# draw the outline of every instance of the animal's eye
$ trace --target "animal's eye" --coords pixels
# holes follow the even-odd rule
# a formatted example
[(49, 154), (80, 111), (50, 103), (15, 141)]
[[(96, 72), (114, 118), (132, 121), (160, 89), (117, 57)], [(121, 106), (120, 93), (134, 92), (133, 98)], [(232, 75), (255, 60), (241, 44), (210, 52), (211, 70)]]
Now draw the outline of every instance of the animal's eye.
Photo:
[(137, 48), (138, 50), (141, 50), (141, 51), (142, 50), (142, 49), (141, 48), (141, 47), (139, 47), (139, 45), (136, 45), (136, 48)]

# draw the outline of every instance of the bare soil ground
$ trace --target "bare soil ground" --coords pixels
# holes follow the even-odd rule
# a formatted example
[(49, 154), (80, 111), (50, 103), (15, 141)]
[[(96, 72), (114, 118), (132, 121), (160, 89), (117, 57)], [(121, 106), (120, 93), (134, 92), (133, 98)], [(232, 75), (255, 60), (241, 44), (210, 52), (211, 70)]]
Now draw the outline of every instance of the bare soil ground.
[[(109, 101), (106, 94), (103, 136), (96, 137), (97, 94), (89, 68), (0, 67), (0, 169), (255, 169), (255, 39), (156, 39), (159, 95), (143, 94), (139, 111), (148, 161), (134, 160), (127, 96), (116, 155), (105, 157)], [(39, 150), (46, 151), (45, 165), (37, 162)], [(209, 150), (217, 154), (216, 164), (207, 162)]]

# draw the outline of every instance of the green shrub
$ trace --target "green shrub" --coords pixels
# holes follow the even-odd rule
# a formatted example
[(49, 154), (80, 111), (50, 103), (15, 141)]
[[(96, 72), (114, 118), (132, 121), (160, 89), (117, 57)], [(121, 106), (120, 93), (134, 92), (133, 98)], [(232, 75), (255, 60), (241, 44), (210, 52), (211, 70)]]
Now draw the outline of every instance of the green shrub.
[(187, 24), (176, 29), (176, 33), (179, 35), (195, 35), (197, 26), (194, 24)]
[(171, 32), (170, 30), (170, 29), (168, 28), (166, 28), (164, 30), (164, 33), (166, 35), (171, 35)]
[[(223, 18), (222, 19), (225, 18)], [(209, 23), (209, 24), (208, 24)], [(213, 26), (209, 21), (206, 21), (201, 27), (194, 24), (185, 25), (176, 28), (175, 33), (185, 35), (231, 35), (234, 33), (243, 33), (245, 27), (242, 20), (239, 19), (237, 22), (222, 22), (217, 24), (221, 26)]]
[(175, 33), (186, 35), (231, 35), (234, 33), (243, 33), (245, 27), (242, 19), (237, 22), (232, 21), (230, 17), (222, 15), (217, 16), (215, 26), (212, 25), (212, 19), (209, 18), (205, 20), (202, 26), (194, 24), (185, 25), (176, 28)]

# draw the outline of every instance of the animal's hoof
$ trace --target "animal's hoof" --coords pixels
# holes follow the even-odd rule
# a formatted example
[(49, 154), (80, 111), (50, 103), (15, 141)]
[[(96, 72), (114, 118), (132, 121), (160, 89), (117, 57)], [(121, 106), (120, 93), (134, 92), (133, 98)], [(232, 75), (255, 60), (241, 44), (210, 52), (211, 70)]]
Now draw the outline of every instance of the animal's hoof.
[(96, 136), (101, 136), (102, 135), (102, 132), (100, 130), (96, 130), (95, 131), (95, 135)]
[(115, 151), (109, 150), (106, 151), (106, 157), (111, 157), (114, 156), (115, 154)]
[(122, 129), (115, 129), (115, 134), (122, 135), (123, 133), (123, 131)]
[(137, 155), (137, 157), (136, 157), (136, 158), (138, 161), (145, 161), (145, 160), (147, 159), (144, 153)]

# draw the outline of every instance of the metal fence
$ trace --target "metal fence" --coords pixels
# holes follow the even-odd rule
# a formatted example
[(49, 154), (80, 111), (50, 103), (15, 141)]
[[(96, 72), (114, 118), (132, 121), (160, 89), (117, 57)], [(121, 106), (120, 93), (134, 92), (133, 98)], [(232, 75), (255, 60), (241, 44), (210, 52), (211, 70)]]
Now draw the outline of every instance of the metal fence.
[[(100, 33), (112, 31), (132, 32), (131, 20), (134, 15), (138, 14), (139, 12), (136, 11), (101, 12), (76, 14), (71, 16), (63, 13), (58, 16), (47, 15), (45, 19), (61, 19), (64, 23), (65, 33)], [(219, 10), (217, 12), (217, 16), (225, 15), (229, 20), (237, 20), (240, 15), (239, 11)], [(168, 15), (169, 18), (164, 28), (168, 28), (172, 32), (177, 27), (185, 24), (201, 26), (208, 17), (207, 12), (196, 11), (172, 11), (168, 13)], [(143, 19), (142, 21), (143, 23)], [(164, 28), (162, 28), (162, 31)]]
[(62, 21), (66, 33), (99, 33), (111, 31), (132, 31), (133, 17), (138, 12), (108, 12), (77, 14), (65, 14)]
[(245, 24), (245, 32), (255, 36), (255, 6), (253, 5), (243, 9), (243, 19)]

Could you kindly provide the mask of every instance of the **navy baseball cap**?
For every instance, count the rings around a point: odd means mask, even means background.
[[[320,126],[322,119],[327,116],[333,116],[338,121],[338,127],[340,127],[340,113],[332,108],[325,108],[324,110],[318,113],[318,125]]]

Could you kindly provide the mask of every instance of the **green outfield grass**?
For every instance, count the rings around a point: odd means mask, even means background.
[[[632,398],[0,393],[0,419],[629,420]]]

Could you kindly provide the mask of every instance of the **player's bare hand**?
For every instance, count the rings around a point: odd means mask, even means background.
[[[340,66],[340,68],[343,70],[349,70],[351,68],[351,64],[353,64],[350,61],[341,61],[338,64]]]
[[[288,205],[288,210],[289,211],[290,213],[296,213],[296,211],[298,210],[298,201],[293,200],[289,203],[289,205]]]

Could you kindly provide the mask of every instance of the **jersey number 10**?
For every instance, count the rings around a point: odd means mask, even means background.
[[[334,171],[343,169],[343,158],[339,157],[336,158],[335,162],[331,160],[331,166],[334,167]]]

---

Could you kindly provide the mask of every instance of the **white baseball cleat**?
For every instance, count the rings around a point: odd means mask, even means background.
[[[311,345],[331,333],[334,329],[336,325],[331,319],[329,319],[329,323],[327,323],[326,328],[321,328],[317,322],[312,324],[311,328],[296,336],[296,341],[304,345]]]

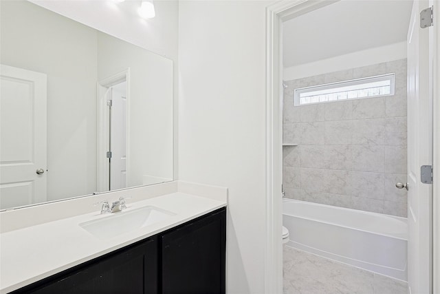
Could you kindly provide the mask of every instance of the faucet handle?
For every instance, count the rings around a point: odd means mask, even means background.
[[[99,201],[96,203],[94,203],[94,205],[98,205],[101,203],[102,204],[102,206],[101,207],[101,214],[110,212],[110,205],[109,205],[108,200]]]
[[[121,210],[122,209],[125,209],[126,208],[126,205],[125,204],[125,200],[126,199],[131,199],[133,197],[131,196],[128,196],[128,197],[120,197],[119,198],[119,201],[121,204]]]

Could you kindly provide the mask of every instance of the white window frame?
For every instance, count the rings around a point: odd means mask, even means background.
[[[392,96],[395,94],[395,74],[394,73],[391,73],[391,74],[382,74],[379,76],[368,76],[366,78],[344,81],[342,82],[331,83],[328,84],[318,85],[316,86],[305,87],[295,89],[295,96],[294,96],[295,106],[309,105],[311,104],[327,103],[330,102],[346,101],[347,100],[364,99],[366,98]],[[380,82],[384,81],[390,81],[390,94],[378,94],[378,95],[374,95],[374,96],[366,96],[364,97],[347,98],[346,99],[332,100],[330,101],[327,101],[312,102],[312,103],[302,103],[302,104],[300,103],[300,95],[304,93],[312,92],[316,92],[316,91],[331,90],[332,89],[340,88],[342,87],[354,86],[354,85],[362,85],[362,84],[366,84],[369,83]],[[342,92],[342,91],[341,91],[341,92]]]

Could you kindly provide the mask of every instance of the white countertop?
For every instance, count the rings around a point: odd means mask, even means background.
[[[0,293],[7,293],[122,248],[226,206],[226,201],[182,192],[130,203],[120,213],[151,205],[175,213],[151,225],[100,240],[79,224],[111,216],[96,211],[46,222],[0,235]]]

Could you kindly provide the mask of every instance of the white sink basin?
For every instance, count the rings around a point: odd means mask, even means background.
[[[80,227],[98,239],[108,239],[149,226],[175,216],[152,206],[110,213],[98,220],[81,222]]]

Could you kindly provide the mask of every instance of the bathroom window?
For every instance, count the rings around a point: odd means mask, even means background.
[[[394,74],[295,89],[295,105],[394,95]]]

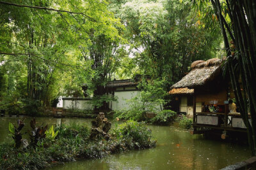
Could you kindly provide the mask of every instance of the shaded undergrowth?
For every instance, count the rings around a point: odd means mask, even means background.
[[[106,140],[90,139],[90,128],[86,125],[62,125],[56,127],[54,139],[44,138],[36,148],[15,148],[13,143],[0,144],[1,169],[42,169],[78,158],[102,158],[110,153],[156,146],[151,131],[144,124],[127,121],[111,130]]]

**EXERCISE AIM:**
Copy out the lines between the one holding "# draw the outline of every instance of the animal's eye" and the one holding "45), (136, 48)]", inclusive, without changing anything.

**WRITTEN ANSWER:**
# draw the outline of every instance of the animal's eye
$ trace --target "animal's eye" --coords pixels
# holes follow the even-odd rule
# a formatted example
[(49, 154), (80, 111), (50, 103), (15, 141)]
[[(96, 72), (114, 118), (132, 121), (160, 89), (117, 57)], [(121, 106), (120, 93), (134, 92), (133, 98)], [(232, 75), (255, 60), (241, 44), (210, 52), (211, 70)]]
Now draw the outline of every instance of the animal's eye.
Photo:
[(137, 48), (138, 50), (141, 50), (141, 51), (142, 50), (142, 49), (141, 48), (141, 47), (139, 47), (139, 45), (136, 45), (136, 48)]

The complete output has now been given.